[BEGIN EXERCISE INPUTS]

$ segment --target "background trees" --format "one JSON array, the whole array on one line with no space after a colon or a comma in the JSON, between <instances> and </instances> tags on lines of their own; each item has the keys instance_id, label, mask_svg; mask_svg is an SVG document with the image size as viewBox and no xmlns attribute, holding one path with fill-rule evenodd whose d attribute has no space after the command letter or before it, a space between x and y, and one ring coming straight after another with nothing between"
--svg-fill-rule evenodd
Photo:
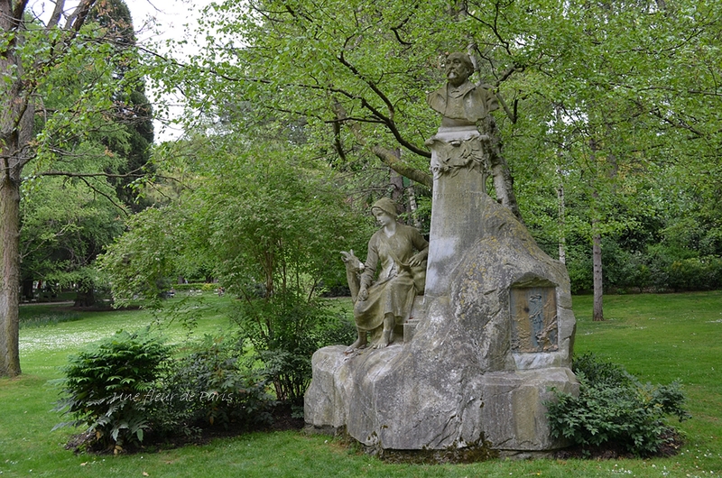
<instances>
[{"instance_id":1,"label":"background trees","mask_svg":"<svg viewBox=\"0 0 722 478\"><path fill-rule=\"evenodd\" d=\"M74 178L115 202L106 178L124 161L97 140L126 143L116 125L127 109L118 99L135 89L138 77L118 77L115 66L131 66L137 56L88 21L96 4L81 0L66 10L58 1L41 22L27 2L0 2L0 375L20 373L23 181L40 175Z\"/></svg>"},{"instance_id":2,"label":"background trees","mask_svg":"<svg viewBox=\"0 0 722 478\"><path fill-rule=\"evenodd\" d=\"M494 138L495 192L514 210L523 198L541 242L586 243L590 254L569 258L591 256L597 319L604 243L641 226L643 179L673 175L679 161L701 173L718 155L720 16L708 5L228 0L202 28L218 34L192 68L165 70L191 105L260 100L304 118L330 163L366 152L425 187L423 140L438 120L423 98L443 83L445 53L468 50L476 80L504 100L482 125Z\"/></svg>"},{"instance_id":3,"label":"background trees","mask_svg":"<svg viewBox=\"0 0 722 478\"><path fill-rule=\"evenodd\" d=\"M289 271L299 271L296 284L312 285L330 256L313 255L320 244L302 229L312 227L324 244L340 244L321 231L337 227L330 217L346 217L337 202L358 210L371 196L391 192L406 202L409 222L424 230L430 179L423 142L439 124L424 98L444 82L446 53L459 50L477 62L474 79L502 100L481 125L493 139L487 189L567 262L575 290L595 290L597 318L604 288L682 290L722 280L722 14L712 6L227 0L208 7L198 25L201 53L186 61L146 51L141 69L118 0L81 2L67 19L60 2L46 25L23 22L22 2L3 5L0 67L9 78L3 98L13 99L2 110L8 186L0 217L17 216L23 176L42 174L95 189L95 203L69 210L115 203L140 211L150 201L139 202L128 175L154 168L141 74L188 99L190 139L156 152L164 172L178 179L155 185L171 198L153 197L156 207L132 218L131 232L116 246L123 253L114 257L143 271L116 277L116 287L128 286L118 290L121 297L162 291L174 274L211 274L238 284L239 294L242 283L283 289L292 282L283 275ZM289 173L296 170L302 174ZM48 198L75 188L38 184ZM310 196L309 188L325 192ZM335 196L339 191L343 198ZM278 207L283 201L289 206ZM42 211L23 211L23 234L33 237L26 251L50 244L39 240L58 231L32 233L42 230ZM17 229L0 224L7 231L4 280L13 284L19 280ZM278 243L277 224L305 242L268 245ZM155 261L152 247L172 261ZM107 267L129 263L118 261ZM5 290L9 299L0 305L14 303L13 287ZM12 325L7 307L4 323ZM3 336L14 334L11 327Z\"/></svg>"}]
</instances>

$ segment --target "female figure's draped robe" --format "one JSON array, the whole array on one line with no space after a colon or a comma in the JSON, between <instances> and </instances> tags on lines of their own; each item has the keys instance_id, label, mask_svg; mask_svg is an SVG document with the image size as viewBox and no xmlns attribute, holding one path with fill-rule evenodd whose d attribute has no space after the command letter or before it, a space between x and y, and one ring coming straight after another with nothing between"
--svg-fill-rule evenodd
<instances>
[{"instance_id":1,"label":"female figure's draped robe","mask_svg":"<svg viewBox=\"0 0 722 478\"><path fill-rule=\"evenodd\" d=\"M368 288L368 299L356 301L354 307L356 325L362 330L374 330L384 325L384 317L393 314L396 322L409 318L417 294L414 277L409 260L414 251L424 251L429 243L419 231L397 224L396 231L387 237L381 229L368 242L366 269L361 276L361 287ZM378 280L374 280L376 271Z\"/></svg>"}]
</instances>

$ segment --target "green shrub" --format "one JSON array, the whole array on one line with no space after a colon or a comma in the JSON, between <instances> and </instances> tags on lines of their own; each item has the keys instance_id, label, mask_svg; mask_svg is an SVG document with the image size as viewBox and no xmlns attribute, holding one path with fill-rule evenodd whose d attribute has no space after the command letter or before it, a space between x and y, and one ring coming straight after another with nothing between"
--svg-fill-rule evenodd
<instances>
[{"instance_id":1,"label":"green shrub","mask_svg":"<svg viewBox=\"0 0 722 478\"><path fill-rule=\"evenodd\" d=\"M176 360L163 378L153 415L166 433L192 432L196 427L228 427L271 421L275 401L266 381L244 368L242 343L206 336L191 352Z\"/></svg>"},{"instance_id":2,"label":"green shrub","mask_svg":"<svg viewBox=\"0 0 722 478\"><path fill-rule=\"evenodd\" d=\"M275 294L239 303L234 317L254 346L252 363L273 384L280 401L301 405L311 379L310 358L325 345L353 342L356 329L328 303Z\"/></svg>"},{"instance_id":3,"label":"green shrub","mask_svg":"<svg viewBox=\"0 0 722 478\"><path fill-rule=\"evenodd\" d=\"M171 351L147 331L120 331L70 357L56 410L73 419L55 428L88 427L97 445L116 453L142 442L144 430L152 427L148 394Z\"/></svg>"},{"instance_id":4,"label":"green shrub","mask_svg":"<svg viewBox=\"0 0 722 478\"><path fill-rule=\"evenodd\" d=\"M594 355L575 359L579 395L553 390L556 401L546 402L551 436L584 448L614 445L635 455L655 454L670 429L665 417L680 421L690 416L678 382L641 384L622 367Z\"/></svg>"}]
</instances>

[END EXERCISE INPUTS]

**PROBLEM TO WORK ON:**
Collect every line of the material that contains the string "female", treating uppercase and lowercase as different.

**THE OUTPUT:**
$ segment --target "female figure's draped robe" --format "one JSON array, the whole array on one line with no space after a colon or a comma in the JSON, between <instances> and </instances> tags on lines of their own; each item has the keys instance_id, label, mask_svg; mask_svg is an SVG document with the image size as viewBox and no xmlns attribute, holding one path with fill-rule evenodd whose d attribute has no space after the command letter or before it, a space between x and y, and one ring coming straight after another with nothing between"
[{"instance_id":1,"label":"female figure's draped robe","mask_svg":"<svg viewBox=\"0 0 722 478\"><path fill-rule=\"evenodd\" d=\"M368 288L368 299L356 301L354 307L356 325L362 330L374 330L384 325L384 317L393 314L396 322L409 318L417 294L414 277L409 260L414 251L424 251L429 243L419 231L397 224L396 231L387 237L381 229L368 242L366 269L361 276L361 287ZM378 280L374 280L376 271Z\"/></svg>"}]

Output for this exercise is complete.